The data:
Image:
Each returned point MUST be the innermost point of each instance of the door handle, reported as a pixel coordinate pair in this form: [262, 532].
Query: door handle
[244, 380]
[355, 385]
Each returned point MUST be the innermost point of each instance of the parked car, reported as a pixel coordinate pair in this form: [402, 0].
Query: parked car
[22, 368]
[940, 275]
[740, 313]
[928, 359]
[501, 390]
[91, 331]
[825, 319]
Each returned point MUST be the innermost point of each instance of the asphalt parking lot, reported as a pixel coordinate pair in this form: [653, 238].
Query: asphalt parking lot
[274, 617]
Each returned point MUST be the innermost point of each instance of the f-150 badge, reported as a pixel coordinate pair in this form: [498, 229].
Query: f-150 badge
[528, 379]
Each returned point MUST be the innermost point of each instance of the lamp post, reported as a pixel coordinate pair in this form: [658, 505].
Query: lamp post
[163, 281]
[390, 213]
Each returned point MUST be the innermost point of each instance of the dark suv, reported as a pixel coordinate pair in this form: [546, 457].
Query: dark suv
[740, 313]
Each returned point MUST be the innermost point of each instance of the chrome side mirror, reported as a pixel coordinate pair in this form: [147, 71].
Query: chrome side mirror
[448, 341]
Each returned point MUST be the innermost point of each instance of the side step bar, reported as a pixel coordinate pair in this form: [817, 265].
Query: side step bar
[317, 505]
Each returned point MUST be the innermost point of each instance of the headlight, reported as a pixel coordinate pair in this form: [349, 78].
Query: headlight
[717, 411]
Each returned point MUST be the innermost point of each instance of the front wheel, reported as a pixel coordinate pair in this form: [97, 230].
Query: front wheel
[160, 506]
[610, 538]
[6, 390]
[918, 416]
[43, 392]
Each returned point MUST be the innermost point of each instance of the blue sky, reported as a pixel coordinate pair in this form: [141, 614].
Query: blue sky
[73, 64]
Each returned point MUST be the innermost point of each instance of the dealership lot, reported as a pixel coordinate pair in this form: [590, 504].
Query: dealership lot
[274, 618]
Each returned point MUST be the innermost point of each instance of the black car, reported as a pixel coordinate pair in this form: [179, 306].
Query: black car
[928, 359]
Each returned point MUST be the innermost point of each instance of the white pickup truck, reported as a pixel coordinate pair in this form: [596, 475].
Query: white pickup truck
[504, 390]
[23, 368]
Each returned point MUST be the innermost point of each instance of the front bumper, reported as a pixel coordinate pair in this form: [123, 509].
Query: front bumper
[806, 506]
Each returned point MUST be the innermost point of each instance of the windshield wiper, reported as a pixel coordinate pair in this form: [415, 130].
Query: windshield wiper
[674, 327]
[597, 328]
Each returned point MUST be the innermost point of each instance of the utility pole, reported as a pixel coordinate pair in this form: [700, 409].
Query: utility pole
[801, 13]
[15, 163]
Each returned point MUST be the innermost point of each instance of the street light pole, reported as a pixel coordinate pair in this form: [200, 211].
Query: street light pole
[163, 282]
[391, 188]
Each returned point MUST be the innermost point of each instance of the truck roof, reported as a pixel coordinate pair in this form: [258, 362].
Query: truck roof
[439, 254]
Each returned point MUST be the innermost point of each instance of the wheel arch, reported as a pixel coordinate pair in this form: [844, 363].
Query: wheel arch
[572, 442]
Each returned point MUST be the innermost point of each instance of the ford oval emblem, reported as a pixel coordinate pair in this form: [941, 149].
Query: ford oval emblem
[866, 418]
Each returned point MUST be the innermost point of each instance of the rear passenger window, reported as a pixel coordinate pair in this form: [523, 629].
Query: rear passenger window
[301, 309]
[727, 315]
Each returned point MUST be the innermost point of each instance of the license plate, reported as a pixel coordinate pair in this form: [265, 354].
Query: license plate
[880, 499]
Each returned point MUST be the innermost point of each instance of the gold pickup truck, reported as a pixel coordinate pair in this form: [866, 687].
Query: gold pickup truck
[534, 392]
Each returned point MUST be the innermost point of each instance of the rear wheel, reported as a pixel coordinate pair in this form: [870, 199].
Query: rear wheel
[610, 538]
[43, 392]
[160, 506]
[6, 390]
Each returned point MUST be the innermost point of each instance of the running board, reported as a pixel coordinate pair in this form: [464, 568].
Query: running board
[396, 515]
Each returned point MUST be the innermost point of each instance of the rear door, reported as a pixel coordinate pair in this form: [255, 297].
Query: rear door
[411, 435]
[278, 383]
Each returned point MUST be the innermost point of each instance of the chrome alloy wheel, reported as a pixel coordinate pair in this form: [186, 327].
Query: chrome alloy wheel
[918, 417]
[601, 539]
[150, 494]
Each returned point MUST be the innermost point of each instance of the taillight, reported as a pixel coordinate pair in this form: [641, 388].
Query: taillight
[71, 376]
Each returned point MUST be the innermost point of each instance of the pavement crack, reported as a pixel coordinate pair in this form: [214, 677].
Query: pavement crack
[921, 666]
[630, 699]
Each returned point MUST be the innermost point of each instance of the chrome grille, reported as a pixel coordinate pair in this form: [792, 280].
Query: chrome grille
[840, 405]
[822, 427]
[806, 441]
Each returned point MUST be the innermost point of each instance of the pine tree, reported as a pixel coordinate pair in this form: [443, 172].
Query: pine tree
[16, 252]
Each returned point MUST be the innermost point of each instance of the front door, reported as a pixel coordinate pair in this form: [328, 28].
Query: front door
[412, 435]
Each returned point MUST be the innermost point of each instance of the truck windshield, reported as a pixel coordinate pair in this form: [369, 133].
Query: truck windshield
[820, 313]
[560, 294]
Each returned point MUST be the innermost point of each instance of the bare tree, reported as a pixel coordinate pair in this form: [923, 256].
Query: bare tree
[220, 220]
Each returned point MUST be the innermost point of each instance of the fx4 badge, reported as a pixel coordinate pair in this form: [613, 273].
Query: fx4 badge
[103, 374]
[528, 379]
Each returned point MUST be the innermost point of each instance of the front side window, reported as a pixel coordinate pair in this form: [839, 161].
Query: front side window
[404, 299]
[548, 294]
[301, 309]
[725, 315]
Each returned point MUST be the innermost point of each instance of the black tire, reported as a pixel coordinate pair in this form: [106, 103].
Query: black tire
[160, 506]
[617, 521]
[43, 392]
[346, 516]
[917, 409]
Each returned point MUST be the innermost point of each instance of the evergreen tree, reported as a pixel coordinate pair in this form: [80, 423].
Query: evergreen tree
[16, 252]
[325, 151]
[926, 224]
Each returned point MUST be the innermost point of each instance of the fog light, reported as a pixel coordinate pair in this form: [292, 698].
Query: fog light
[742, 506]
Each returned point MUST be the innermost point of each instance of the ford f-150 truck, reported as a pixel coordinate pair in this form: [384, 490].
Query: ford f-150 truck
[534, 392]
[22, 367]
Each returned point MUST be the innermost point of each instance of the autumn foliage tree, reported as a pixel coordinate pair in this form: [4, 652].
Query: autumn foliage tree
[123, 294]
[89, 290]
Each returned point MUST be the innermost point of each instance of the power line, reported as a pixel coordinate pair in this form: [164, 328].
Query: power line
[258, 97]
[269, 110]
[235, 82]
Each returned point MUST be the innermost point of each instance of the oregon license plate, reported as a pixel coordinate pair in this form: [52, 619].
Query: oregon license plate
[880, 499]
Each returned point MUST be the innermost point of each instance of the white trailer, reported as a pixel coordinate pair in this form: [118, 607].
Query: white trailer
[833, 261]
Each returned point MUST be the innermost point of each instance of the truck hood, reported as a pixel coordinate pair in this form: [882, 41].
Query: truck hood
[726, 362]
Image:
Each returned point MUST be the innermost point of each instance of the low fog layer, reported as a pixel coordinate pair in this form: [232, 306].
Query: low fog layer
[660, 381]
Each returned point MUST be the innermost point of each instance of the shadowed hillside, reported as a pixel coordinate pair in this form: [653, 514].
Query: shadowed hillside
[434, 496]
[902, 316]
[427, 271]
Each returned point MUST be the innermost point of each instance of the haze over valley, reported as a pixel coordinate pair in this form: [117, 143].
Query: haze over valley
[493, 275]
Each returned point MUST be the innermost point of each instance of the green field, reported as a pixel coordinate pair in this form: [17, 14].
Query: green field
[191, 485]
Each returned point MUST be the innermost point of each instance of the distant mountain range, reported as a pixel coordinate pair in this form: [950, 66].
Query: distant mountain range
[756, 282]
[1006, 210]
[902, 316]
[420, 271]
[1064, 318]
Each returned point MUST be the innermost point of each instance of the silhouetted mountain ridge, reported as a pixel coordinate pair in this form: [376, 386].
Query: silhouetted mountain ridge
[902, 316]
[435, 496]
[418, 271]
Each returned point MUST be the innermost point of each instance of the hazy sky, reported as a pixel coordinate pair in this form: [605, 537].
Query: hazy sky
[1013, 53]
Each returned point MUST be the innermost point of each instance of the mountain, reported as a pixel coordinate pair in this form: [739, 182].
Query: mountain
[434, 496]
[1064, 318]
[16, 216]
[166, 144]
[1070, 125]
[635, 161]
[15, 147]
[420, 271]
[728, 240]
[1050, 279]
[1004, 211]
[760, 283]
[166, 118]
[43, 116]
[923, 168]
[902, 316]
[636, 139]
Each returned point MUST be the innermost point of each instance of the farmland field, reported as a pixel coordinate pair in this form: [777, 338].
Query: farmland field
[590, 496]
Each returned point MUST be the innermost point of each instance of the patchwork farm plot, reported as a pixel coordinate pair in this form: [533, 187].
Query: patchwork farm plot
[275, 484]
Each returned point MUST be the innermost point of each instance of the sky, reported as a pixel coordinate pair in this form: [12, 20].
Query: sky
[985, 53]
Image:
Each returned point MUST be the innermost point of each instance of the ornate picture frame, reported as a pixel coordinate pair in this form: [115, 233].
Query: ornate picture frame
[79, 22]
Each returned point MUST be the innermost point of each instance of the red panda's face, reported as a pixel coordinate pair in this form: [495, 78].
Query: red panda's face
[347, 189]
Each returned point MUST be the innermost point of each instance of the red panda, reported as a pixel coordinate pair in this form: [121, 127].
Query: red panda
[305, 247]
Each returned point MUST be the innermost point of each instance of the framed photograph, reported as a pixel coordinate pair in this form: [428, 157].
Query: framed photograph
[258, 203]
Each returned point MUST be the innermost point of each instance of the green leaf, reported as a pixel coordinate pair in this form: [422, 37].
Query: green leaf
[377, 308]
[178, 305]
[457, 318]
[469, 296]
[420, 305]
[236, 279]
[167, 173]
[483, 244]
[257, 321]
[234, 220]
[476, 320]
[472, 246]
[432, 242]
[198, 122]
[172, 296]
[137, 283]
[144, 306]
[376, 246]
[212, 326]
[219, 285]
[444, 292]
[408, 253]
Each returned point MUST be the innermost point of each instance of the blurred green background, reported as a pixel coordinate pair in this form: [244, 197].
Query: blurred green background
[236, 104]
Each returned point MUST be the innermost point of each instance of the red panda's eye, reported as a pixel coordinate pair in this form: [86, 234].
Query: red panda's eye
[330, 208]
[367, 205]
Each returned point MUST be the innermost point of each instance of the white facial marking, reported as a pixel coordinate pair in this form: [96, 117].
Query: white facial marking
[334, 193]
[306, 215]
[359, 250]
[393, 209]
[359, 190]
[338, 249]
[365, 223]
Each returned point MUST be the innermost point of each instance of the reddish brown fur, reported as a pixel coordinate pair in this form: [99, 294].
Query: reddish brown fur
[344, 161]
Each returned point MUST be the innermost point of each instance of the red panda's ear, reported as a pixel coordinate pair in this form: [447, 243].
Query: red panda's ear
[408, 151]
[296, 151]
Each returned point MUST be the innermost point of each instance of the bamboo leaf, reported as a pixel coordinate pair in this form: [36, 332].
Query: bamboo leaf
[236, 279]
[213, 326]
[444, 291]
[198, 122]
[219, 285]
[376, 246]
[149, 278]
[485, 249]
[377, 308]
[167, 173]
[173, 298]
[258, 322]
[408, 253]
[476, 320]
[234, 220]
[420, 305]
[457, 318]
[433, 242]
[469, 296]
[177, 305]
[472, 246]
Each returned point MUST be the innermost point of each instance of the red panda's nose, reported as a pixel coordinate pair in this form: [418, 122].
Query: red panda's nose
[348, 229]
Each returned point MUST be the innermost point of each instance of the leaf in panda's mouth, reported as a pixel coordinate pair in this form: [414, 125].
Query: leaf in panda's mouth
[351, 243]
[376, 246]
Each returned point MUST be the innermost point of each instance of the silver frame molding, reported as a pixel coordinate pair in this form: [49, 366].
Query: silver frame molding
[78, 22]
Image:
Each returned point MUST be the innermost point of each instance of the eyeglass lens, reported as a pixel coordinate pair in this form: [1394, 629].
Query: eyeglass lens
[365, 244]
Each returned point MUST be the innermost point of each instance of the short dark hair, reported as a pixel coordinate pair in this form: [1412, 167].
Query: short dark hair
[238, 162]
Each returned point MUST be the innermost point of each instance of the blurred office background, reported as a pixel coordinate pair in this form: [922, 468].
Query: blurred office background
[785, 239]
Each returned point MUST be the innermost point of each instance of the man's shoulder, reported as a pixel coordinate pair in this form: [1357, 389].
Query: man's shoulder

Instructions to follow:
Repeat the line that contains "form: [1412, 167].", then every line after it until the records end, with nothing added.

Solution:
Each returned point MUST be the innermost point of each instance of the short dark hair, reported as a pixel coordinate pair in this form: [1412, 167].
Query: short dark hair
[238, 162]
Each returned point MUST be the innermost point of each instance of the blurred office background, reported as a pixel coordinate pair in this form: [922, 468].
Query: blurred office background
[785, 239]
Each returned point MUST be the innermost point of each instance of the man's shoulder, reported as a pixel coordinate pair in this form: [1357, 389].
Query: man's shoulder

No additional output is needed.